= Excerpt provided =
[SOLVED] Bridge not starting and interfaces down at boot after CPU & RAM upgrade

cmrt

New Member
Feb 11, 2022
7
1
3
Hi all,

I've upgraded my PVE server today from a Ryzen 3400G with 16GB RAM to a 5700G with 64GB. After rebooting, none of the VMs came up, because at boot vmbr0 doesn't exist.

At the same time, all the interfaces are DOWN (I don't have the exact syntax at the moment, but it's what you get with ip link set <interface> down not a NO_CARRIER error).

Issuing a systemctl restart networking fixes the network problem, after which I can manually start all the VMs; I'd like to go back to the autostart though :)

After changing the hardware, the BIOS reset, but I went through it and reenabled IOMMU and a couple other things. I had a few network-dependent services that were starting (well, failing to start) at boot like an NFS fstab entry; I removed all of them, and the "only problem" I have is that nothing actually comes up.
I have pfSense virtualized running my own network, so without it I'm toast until/unless I can get a keyboard and screen plugged in.

I saw a lot of threads of people with similar issues, but none of them seems to be the one I'm having: they're either a full hang on boot (which I never experienced), an issue with /etc/network/interfaces missing a parameter (which I don't) or someone whose vmbr0 existed but had an issue when renaming interfaces (not my case).

One thing that I think my system has, different from the three I linked, is a fiber NIC (Mellanox Technologies MT26448 [ConnectX EN 10GigE, PCIe 2.0 5GT/s]) but I'm sure I'm not the only one with it in their server.

I tried a few different things, none of which worked:
- booting from 2 older kernels (5.13 and 5.11)
- installing pve-kernel-5.15 and trying that
- removing all the Mellanox stuff that I installed before realizing I didn't actually need it (it wasn't doing anything on the old system, so I left it)
- disable services that were clearly failing at boot
- at least a couple more things that I forgot I did

I'll attach some logs and common things I've seen asked in other threads, if anyone has experience with this type of issue I'd appreciate the help :) I'm trying to avoid a reinstall, but I will if it's my only choice (it's a pain to reconfigure my network to use another router though , so I'd prefer to avoid it :/)

Thanks!

pveversion -v
proxmox-ve: 7.1-1 (running kernel: 5.15.19-1-pve)
pve-manager: 7.1-10 (running version: 7.1-10/6ddebafe)

= Exercises =
1. Answer these questions about the forum post on the bridge that fails at boot after the hardware upgrade:
(a) What CPU and how much RAM did the server have before the upgrade?
(b) Which command brings the network back up so the VMs can be started by hand?
(c) Which two older kernels did the poster try booting from?
2. Write the next part of the forum post about the bridge that fails at boot after the CPU and RAM upgrade, continuing on from its last line.

= Data lines =

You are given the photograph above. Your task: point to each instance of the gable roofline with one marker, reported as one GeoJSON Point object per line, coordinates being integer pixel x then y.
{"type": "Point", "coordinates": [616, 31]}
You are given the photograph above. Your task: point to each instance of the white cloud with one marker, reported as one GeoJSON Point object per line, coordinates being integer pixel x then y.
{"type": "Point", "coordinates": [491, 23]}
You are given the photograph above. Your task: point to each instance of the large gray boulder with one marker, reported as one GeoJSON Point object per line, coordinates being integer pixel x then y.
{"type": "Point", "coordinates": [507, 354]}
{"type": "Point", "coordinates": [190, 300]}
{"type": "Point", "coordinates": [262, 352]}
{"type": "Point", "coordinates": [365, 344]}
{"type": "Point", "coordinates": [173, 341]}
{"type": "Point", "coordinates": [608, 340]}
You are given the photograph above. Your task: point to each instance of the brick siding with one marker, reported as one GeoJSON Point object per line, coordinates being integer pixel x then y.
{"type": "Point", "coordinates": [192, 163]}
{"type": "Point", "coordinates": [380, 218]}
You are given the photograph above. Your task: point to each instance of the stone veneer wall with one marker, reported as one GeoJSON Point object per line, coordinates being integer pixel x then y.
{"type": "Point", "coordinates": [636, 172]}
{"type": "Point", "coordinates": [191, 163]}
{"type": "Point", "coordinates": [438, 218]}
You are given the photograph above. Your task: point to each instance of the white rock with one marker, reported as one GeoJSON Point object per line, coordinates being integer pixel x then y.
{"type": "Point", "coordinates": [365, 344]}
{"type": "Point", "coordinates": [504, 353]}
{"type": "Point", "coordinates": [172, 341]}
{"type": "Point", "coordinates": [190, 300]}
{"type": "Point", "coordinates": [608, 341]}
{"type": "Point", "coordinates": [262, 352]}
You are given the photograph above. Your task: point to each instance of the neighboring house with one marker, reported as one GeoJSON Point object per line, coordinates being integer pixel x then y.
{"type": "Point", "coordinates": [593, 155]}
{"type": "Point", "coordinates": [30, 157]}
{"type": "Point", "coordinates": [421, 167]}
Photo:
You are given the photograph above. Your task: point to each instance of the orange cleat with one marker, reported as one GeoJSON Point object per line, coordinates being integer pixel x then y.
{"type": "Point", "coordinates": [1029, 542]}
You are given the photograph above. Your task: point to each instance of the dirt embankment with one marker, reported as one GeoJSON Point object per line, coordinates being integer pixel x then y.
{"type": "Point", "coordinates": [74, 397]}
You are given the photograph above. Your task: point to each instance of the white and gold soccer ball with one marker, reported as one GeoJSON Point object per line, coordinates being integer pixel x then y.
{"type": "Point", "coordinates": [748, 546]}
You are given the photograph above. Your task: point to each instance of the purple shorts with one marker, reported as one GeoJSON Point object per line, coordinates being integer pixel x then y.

= Outputs in order =
1.
(a) A Ryzen 3400G with 16GB of RAM.
(b) systemctl restart networking
(c) 5.13 and 5.11.

2.
pve-kernel-5.15: 7.1-10
pve-kernel-helper: 7.1-10
pve-kernel-5.13: 7.1-7
pve-kernel-5.15.19-1-pve: 5.15.19-1
pve-kernel-5.13.19-4-pve: 5.13.19-9
pve-kernel-5.11.22-7-pve: 5.11.22-12
ceph-fuse: 14.2.21-1
corosync: 3.1.5-pve2
criu: 3.15-1+pve-1
glusterfs-client: 9.2-1
ifupdown2: 3.1.0-1+pmx3
ksm-control-daemon: 1.4-1
libjs-extjs: 7.0.0-1
libknet1: 1.22-pve2
libproxmox-acme-perl: 1.4.1
libproxmox-backup-qemu0: 1.2.0-1
libpve-access-control: 7.1-6
libpve-apiclient-perl: 3.2-1
libpve-common-perl: 7.1-2
libpve-guest-common-perl: 4.0-3
libpve-http-server-perl: 4.1-1
libpve-storage-perl: 7.1-1
libqb0: 1.0.5-1
libspice-server1: 0.14.3-2.1
lvm2: 2.03.11-2.1
lxc-pve: 4.0.11-1
lxcfs: 4.0.11-pve1
novnc-pve: 1.3.0-1
proxmox-backup-client: 2.1.5-1
proxmox-backup-file-restore: 2.1.5-1
proxmox-mini-journalreader: 1.3-1
proxmox-widget-toolkit: 3.4-5
pve-cluster: 7.1-3
pve-container: 4.1-3
pve-docs: 7.1-2
pve-edk2-firmware: 3.20210831-2
pve-firewall: 4.2-5
pve-firmware: 3.3-5
pve-ha-manager: 3.3-3
pve-i18n: 2.6-2
pve-qemu-kvm: 6.1.1-1
pve-xtermjs: 4.16.0-1
qemu-server: 7.1-4
smartmontools: 7.2-pve2
spiceterm: 3.2-2
swtpm: 0.7.0~rc1+2
vncterm: 1.7-1
zfsutils-linux: 2.1.2-pve1

/etc/network/interfaces
Code:
# network interface settings; autogenerated
# Please do NOT modify this file directly, unless you know what
# you're doing.
#
# If you want to manage parts of the network configuration manually,
# please utilize the 'source' or 'source-directory' directives to do
# so.
# PVE will preserve these directives, but will NOT read its network
# configuration from sourced files, so do not attempt to move any of
# the PVE managed interfaces into external files!

auto lo
iface lo inet loopback

iface enp8s0 inet manual

auto enp1s0
iface enp1s0 inet manual
    mtu 9000
#Port 1 (LAN)

auto enp1s0d1
iface enp1s0d1 inet manual
#Port 2 (WAN)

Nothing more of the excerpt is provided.